> [Written problem] Reproduce the material below line for line, without changing anything, and leave the pictures out.

* * * * * * *

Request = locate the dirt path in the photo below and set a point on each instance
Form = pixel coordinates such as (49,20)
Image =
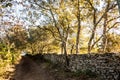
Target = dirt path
(27,69)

* * * * * * *

> [Correct answer]
Request = locate the dirt path in the photo below and set a point on each instance
Form = pixel coordinates such as (49,20)
Image =
Target = dirt path
(27,69)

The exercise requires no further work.